● **EXTRACTED TEXT**
++++++++++++++++++++

Choose the right partner
Whether you need enterprise support or you’re a solo entrepreneur, the game is getting increasingly competitive. I’ve written about finding an Industrial Strength Partner (ISP) here, and why your team matters so much. Bottom line: you need a professional, full-service partner who can help you grow, scale and satisfy savvy users.
Measure and refine your Product Market Fit (PMF)
We hear so many splashy business success stories that it’s easy to forget that even multi-million-dollar companies and products started small. Release a lean, tightly-positioned app and set your measurement parameters. What does success look like? Is it based on how many new users you attract each week or a geographical expansion?
Uber, for example, started with just one type of car. It was lean and simple, and it quickly validated the founders’ bet on ride-sharing networks. They didn’t add the extras until people were fully on board (pun intended) with the concept. Now, you can choose different vehicles, add a business profile, and join a carpool, because the core product has already taken off.

++++++++++++++++++++

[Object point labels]
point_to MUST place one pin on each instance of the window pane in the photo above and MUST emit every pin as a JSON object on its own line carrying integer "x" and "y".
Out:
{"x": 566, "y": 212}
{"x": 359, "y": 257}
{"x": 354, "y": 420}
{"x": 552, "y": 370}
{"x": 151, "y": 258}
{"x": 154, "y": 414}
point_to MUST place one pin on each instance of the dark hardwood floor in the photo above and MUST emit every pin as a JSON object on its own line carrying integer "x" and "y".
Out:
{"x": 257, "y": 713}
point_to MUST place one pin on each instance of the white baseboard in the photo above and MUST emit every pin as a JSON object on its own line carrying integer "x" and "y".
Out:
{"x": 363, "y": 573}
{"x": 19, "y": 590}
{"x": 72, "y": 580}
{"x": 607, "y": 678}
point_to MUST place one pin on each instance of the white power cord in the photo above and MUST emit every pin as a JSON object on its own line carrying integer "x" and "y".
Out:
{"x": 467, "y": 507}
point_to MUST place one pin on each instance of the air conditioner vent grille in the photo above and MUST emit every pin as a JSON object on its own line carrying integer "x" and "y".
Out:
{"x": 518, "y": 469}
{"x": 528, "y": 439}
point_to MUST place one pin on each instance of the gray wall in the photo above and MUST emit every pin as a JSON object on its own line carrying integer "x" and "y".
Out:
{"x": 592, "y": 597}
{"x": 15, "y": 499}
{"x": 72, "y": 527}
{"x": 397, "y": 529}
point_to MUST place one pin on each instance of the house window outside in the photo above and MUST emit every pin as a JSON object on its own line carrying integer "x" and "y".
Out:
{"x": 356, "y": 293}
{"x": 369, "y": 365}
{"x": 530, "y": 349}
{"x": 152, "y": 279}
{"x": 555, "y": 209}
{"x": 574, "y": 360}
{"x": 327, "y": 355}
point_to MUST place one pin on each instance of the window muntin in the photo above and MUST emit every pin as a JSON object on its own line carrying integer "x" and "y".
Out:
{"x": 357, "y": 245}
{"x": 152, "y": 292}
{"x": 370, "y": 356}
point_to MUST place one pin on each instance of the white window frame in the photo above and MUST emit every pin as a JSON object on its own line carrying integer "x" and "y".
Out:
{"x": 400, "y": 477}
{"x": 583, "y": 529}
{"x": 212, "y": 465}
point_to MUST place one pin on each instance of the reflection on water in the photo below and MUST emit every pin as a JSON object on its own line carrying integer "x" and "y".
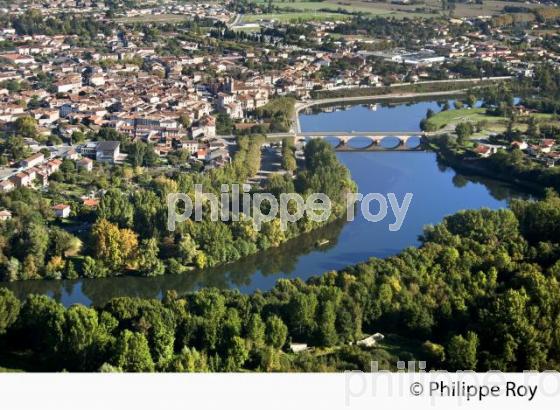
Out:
{"x": 240, "y": 274}
{"x": 438, "y": 191}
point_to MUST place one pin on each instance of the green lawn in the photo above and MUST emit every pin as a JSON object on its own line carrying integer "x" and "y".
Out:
{"x": 151, "y": 18}
{"x": 298, "y": 16}
{"x": 452, "y": 117}
{"x": 354, "y": 6}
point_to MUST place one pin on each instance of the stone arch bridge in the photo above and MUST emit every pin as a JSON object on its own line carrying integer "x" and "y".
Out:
{"x": 374, "y": 138}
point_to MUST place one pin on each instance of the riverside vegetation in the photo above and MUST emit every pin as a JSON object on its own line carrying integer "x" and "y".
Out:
{"x": 480, "y": 293}
{"x": 128, "y": 232}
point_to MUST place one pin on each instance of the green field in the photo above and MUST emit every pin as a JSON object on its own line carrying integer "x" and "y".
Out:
{"x": 292, "y": 17}
{"x": 448, "y": 119}
{"x": 327, "y": 10}
{"x": 151, "y": 18}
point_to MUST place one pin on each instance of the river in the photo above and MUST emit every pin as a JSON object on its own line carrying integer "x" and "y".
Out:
{"x": 437, "y": 191}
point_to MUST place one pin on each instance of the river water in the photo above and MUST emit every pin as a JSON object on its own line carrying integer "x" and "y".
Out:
{"x": 437, "y": 191}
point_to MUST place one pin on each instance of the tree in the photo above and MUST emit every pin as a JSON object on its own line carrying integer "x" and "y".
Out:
{"x": 471, "y": 100}
{"x": 26, "y": 127}
{"x": 237, "y": 354}
{"x": 463, "y": 130}
{"x": 42, "y": 320}
{"x": 115, "y": 247}
{"x": 327, "y": 335}
{"x": 189, "y": 360}
{"x": 148, "y": 262}
{"x": 80, "y": 335}
{"x": 256, "y": 329}
{"x": 461, "y": 352}
{"x": 276, "y": 332}
{"x": 133, "y": 353}
{"x": 9, "y": 309}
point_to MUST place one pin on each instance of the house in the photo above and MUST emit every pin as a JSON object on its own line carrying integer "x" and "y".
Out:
{"x": 85, "y": 163}
{"x": 298, "y": 347}
{"x": 90, "y": 202}
{"x": 522, "y": 145}
{"x": 107, "y": 151}
{"x": 206, "y": 127}
{"x": 484, "y": 151}
{"x": 190, "y": 146}
{"x": 7, "y": 186}
{"x": 53, "y": 165}
{"x": 69, "y": 84}
{"x": 5, "y": 215}
{"x": 22, "y": 179}
{"x": 546, "y": 145}
{"x": 62, "y": 210}
{"x": 370, "y": 341}
{"x": 33, "y": 160}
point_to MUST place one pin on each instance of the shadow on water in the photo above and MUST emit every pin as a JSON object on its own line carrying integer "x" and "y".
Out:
{"x": 438, "y": 191}
{"x": 245, "y": 273}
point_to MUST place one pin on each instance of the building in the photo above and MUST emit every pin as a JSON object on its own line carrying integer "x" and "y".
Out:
{"x": 7, "y": 186}
{"x": 5, "y": 215}
{"x": 33, "y": 160}
{"x": 62, "y": 210}
{"x": 107, "y": 151}
{"x": 85, "y": 163}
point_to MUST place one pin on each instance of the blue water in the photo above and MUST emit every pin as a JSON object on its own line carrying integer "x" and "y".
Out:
{"x": 437, "y": 191}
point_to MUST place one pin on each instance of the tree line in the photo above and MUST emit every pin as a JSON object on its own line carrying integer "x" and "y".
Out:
{"x": 480, "y": 293}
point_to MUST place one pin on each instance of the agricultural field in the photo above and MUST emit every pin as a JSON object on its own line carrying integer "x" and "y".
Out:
{"x": 151, "y": 18}
{"x": 427, "y": 8}
{"x": 292, "y": 17}
{"x": 448, "y": 119}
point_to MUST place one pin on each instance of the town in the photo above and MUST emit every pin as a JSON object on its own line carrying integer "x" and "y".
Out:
{"x": 109, "y": 108}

++++++++++++++++++++

● **EXERCISES TO COMPLETE**
1: Show every line of the records that contains the string "house", matching case exactly.
2: Proceed with the article on launching an app product, picking up after its last sentence.
The article on launching an app product and the records are independent of each other.

● **EXPECTED ANSWERS**
1:
point_to MUST place one pin on each instance of the house window outside in the photo above and MUST emit every pin as a JSON object on its own line carrying integer "x" and "y".
point_to MUST place one pin on each instance of the house in the photo above and MUST emit every pin as a JSON object on its own line carrying integer "x" and "y".

2:
Control your financial destiny
We know that validating your early-stage product and responding to user feedback is smart. What’s less-commonly discussed is how validation can enhance your investor relationships. When you understand exactly how and why your app delivers value, you can often negotiate a far better deal with funders and backers.
Imagine going to an investor and saying “Here’s my business plan – and here’s how I’ve validated the plan, and how this product will deliver results.” Funders now hear hundreds of thousands of pitches. They want great ideas, but most importantly, they’re listening for concepts that can succeed financially. It doesn’t mean you have to be profitable overnight, but you need to lay the tracks for growth, value and long-term viability.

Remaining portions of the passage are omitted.